- _PROBLEM A_:
List every number the talk on nucleic acid sequencing gives as a count, rate or duration, and say what each one measures.
- _PROBLEM B_:
Carry the talk on nucleic acid sequencing forward from its last line.

- _DOCUMENT SEGMENT_:
The sequencing... to determine the sequence of letters of building blocks in a nucleic acid is a very important problem nowadays. For instance for the human genome project. Now the difficulty is that you usually have many such molecules. If you degrade them, you have to do that step by step because of the stochasticity of the reaction. One molecule might go faster, the other goes a little slower, so if you want to see the sequence letter by letter by letter you have to do the first letter of all of them, then you have to stop the reaction. Then have to do the second letter, and that takes time. So a sequence velocity nowadays reaches in the best case some one thousand per day or a little more, and you have to... you can easily calculate what you have to do if you want to sequence one human genome. A human genome has three billion such nucleotides, and if you can do only a thousand per day you need three million days... that's impossible. Of course you can use many machines in parallel as people do, and you can use some tricks perhaps to get a little faster, but still with the present technology human genome project is a...
[Q] Very time consuming.

- _DATA TO EXAMINE_:
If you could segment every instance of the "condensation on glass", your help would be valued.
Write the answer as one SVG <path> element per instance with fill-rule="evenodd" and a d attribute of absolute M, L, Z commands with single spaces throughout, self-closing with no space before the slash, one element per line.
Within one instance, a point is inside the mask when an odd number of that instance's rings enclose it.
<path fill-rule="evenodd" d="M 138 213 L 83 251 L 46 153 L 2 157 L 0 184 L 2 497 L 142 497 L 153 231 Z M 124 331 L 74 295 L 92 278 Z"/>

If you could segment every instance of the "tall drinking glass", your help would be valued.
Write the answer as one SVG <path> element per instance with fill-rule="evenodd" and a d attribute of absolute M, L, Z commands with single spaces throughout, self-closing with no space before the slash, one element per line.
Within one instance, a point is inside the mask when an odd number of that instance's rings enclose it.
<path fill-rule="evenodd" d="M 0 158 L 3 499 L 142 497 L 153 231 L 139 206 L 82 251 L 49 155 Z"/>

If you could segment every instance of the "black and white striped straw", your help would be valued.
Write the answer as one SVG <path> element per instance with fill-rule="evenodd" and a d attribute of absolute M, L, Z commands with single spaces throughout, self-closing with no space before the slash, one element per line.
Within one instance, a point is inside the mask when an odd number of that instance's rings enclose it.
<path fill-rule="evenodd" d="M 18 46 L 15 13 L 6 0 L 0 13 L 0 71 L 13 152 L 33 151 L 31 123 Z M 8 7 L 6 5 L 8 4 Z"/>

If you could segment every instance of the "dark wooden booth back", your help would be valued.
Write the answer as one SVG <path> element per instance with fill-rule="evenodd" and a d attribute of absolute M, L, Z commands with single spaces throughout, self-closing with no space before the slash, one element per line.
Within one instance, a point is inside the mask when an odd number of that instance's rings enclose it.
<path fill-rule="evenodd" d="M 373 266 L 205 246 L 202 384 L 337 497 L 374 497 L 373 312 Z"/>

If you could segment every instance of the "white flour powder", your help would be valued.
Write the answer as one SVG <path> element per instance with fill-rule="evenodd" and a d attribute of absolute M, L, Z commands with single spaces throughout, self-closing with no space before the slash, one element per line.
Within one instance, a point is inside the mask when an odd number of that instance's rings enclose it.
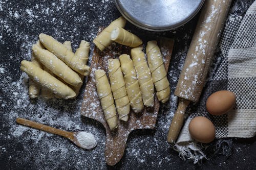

- _EXERCISE RESPONSE A_:
- One thousand (or a little more) per day: the best-case sequencing velocity
- Three billion: the number of nucleotides in a human genome
- Three million days: the time needed to sequence one human genome at a thousand per day

- _EXERCISE RESPONSE B_:
... time consuming, very involved procedure. Now, why not using again nature's technology? Use an enzyme which degrades the nucleic acid from the end, that's called an exonuclease, and pick up the single monomers when they appear in your focus of the... Because we have a method by which we can pick up single molecules and you know you can do that only with single molecules, because of the stochastic events and it would... If you would have ten molecules the first one would appear then, then the second one of the other molecule appears earlier than the other, so there soon would be a mesh of reactions. But with the single molecule they come step by step as they are degraded by the molecule, and now you can calculate. The enzyme does a job in a hundredth of a second, and the day has 105 seconds, a hundred thousand seconds, so the principal limit would be ten million per day, which would mean in a hundred days you can do a human genome.
So we are working on this together with other groups because this is a high-tech problem in nanotechnology to machine those things, and we are working with people who produce these devices in nanotechnology, that's one possible application. But I mentioned it in here because that's where the limit is if you do evolutionary experiments, if you do... You have to come down to the sizes which nowadays are accessible to nanotechnology, you have to use analytical methods which can... that means you have to use fluctuation, correlation methods. But then you really reach a range in which you, well... in which you do molecular...
[Q] Single molecular...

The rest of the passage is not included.